▶ [Required work] Reproduce the material below verbatim, starting at its first line and ending at the line that contains "119L29 152L81 217L125", both included.

___ Data supplied ___

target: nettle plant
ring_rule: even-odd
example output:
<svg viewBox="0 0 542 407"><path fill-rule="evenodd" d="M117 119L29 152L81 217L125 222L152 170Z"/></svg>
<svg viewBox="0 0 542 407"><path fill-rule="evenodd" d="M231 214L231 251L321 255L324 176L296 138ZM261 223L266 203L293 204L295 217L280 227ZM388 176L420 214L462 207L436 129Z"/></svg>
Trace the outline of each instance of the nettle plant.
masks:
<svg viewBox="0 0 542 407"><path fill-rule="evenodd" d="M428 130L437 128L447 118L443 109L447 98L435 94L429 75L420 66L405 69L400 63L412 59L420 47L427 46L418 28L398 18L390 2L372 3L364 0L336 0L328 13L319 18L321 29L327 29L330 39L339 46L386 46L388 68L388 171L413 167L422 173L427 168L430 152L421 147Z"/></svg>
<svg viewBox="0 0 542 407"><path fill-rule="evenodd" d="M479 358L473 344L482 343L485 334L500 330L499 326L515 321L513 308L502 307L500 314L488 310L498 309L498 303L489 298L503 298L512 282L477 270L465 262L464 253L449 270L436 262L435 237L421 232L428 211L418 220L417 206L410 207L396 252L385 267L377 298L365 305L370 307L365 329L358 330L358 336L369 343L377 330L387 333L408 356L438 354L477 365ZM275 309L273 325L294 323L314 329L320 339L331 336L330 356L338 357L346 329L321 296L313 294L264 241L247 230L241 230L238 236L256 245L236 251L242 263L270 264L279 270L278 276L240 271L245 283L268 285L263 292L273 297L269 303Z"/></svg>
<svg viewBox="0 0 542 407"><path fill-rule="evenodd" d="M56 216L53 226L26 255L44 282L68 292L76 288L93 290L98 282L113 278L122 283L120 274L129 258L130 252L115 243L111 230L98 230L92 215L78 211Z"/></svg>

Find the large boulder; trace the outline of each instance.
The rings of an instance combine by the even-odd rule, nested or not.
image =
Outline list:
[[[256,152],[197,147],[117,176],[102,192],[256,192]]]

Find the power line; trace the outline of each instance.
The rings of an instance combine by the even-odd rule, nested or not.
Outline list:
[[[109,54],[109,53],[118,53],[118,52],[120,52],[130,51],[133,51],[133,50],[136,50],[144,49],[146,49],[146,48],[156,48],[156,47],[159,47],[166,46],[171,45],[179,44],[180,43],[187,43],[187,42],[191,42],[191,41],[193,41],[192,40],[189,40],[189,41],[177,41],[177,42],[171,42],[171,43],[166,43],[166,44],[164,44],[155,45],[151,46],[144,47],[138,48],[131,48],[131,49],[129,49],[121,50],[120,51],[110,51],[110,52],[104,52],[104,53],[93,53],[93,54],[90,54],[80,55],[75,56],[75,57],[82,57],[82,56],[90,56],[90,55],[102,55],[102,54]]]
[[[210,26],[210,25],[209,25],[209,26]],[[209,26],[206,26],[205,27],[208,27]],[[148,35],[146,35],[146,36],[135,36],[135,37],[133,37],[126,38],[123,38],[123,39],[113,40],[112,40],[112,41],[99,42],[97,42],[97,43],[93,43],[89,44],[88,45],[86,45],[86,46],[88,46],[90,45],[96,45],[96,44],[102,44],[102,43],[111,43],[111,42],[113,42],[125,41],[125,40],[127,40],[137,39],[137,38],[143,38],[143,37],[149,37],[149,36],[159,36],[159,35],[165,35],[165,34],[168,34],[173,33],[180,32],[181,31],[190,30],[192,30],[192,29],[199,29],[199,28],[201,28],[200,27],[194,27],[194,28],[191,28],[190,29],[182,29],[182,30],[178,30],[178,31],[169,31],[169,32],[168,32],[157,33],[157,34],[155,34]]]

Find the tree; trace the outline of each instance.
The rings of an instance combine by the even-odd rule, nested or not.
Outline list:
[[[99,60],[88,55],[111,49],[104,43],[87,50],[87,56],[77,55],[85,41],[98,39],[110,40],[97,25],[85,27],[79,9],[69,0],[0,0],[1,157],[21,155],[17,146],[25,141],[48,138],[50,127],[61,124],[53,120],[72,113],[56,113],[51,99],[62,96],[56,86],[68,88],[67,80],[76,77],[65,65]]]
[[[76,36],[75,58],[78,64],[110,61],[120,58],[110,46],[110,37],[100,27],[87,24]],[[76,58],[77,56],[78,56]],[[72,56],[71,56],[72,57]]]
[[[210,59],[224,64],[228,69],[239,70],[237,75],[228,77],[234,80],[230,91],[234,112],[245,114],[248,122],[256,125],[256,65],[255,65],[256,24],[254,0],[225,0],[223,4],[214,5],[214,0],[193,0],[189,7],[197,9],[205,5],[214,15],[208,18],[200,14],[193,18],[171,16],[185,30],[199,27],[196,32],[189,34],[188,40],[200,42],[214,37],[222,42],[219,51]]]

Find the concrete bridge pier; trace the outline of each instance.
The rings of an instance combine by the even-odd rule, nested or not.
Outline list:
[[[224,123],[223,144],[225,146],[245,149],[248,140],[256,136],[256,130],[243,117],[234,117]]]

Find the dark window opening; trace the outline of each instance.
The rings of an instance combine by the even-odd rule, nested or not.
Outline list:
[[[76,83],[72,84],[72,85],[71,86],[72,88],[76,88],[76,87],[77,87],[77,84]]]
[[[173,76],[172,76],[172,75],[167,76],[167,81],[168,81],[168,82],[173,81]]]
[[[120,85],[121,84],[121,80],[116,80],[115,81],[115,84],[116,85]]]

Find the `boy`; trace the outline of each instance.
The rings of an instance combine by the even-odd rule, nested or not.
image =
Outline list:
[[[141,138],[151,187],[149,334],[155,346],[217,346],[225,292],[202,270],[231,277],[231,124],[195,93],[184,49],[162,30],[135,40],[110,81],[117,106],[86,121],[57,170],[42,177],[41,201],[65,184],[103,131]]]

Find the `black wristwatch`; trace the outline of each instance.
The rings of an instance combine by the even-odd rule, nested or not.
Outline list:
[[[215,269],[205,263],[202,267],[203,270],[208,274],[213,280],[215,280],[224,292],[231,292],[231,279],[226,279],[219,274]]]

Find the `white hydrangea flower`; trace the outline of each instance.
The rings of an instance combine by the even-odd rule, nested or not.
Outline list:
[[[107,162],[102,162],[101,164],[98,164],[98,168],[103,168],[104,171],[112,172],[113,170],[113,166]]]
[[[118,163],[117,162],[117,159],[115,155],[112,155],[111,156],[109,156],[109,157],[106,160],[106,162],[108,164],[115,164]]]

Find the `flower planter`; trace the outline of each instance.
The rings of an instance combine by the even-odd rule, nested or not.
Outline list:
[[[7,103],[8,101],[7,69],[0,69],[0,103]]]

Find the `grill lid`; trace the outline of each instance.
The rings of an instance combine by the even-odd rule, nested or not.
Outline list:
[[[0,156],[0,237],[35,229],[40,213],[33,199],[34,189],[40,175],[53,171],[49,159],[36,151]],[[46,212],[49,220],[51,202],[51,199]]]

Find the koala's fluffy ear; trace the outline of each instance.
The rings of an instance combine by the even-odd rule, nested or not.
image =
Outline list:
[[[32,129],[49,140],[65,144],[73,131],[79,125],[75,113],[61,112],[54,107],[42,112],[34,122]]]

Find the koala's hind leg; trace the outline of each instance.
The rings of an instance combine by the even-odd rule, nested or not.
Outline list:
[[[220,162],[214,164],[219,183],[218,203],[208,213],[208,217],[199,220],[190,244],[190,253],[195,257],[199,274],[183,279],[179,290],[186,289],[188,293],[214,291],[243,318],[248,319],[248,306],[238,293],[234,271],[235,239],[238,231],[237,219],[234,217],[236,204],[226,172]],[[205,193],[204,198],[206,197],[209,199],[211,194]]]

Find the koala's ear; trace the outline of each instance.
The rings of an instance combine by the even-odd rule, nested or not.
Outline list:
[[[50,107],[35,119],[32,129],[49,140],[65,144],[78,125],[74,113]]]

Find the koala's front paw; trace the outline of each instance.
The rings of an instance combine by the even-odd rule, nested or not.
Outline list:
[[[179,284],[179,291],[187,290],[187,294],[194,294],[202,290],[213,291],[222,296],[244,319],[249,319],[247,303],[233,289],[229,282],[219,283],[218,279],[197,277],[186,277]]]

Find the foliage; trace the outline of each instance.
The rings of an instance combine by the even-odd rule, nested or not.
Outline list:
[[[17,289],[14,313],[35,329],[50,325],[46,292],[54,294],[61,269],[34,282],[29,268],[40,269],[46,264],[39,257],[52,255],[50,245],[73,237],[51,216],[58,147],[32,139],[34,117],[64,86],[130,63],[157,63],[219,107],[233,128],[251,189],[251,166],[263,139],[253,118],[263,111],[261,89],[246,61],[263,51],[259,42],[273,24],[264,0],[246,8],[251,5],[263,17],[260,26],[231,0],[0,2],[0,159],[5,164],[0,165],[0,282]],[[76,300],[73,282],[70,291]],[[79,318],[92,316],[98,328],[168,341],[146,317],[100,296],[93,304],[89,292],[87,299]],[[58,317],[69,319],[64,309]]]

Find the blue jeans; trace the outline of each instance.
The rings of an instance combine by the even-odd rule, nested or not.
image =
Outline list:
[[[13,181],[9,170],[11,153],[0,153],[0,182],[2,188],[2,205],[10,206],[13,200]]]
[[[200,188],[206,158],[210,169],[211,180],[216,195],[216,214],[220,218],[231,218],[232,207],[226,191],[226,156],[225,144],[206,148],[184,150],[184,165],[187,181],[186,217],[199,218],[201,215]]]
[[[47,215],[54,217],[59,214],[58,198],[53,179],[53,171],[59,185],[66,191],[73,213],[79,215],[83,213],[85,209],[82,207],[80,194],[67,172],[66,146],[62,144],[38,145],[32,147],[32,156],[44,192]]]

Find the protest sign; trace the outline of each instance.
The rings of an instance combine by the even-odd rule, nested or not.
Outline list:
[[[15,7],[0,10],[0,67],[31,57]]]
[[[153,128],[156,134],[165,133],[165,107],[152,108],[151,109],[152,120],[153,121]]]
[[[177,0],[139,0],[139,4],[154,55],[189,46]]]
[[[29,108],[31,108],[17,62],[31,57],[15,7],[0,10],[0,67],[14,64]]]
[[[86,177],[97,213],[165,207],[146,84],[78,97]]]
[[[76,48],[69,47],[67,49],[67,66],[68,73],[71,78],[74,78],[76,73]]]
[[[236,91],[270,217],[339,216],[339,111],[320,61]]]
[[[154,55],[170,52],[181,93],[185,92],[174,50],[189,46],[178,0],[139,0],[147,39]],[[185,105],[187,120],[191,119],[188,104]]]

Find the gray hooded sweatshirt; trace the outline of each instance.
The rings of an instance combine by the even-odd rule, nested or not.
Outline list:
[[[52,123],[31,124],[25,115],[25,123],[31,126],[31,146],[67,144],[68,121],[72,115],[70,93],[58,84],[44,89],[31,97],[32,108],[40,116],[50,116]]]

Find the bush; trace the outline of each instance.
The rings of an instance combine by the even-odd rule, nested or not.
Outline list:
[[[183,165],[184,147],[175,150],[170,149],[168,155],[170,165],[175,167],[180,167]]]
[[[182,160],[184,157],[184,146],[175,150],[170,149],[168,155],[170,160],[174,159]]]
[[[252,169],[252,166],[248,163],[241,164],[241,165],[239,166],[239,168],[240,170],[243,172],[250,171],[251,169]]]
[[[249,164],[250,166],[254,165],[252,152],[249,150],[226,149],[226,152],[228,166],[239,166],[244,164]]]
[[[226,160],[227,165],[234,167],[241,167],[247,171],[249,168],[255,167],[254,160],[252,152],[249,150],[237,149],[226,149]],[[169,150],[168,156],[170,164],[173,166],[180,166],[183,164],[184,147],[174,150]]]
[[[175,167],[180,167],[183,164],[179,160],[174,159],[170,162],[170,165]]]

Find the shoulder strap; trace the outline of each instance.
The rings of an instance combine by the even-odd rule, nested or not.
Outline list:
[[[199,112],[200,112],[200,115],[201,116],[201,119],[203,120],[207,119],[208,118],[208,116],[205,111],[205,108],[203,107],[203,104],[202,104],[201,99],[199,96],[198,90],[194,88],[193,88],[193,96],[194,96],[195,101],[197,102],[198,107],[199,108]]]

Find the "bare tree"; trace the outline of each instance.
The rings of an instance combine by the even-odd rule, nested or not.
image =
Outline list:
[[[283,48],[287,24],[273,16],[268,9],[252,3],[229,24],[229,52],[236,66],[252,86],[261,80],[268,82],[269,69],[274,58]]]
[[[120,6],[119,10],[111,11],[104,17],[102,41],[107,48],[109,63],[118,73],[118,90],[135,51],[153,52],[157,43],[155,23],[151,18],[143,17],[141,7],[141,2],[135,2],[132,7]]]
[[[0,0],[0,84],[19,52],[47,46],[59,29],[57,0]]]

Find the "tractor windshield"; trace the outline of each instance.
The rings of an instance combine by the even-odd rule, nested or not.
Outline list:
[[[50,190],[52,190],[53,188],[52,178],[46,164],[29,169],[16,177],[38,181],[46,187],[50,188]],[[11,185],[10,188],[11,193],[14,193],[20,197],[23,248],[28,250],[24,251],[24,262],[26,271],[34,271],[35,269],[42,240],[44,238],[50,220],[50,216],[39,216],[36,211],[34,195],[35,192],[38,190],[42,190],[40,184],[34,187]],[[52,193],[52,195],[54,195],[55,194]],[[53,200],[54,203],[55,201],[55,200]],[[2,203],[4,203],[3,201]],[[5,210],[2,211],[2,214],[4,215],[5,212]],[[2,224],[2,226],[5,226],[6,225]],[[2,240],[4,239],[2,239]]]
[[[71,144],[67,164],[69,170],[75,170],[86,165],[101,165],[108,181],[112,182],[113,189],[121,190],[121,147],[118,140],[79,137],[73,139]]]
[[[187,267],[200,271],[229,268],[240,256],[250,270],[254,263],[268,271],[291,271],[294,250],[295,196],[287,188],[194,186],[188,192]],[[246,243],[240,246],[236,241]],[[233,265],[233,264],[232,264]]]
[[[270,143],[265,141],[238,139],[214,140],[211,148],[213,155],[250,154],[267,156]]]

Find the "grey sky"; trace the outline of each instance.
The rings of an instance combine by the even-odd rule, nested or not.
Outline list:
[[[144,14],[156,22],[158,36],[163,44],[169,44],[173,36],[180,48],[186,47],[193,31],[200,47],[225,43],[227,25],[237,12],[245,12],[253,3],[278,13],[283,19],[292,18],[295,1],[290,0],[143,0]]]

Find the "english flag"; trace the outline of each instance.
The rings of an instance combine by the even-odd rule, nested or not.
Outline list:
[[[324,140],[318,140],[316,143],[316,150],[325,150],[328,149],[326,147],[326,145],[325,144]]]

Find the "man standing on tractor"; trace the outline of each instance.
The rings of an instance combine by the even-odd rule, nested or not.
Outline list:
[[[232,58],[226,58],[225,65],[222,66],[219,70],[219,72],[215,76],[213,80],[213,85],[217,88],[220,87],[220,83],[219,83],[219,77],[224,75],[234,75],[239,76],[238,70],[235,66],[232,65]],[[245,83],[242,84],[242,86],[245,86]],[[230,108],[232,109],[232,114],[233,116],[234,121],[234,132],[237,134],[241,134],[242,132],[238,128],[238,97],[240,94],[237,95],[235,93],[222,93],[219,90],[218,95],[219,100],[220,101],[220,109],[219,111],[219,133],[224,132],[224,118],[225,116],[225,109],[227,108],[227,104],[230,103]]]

___

▶ [Task response]
target: nettle plant
ring_rule: even-odd
example output:
<svg viewBox="0 0 542 407"><path fill-rule="evenodd" d="M117 119L29 152L81 217L125 222L152 170Z"/></svg>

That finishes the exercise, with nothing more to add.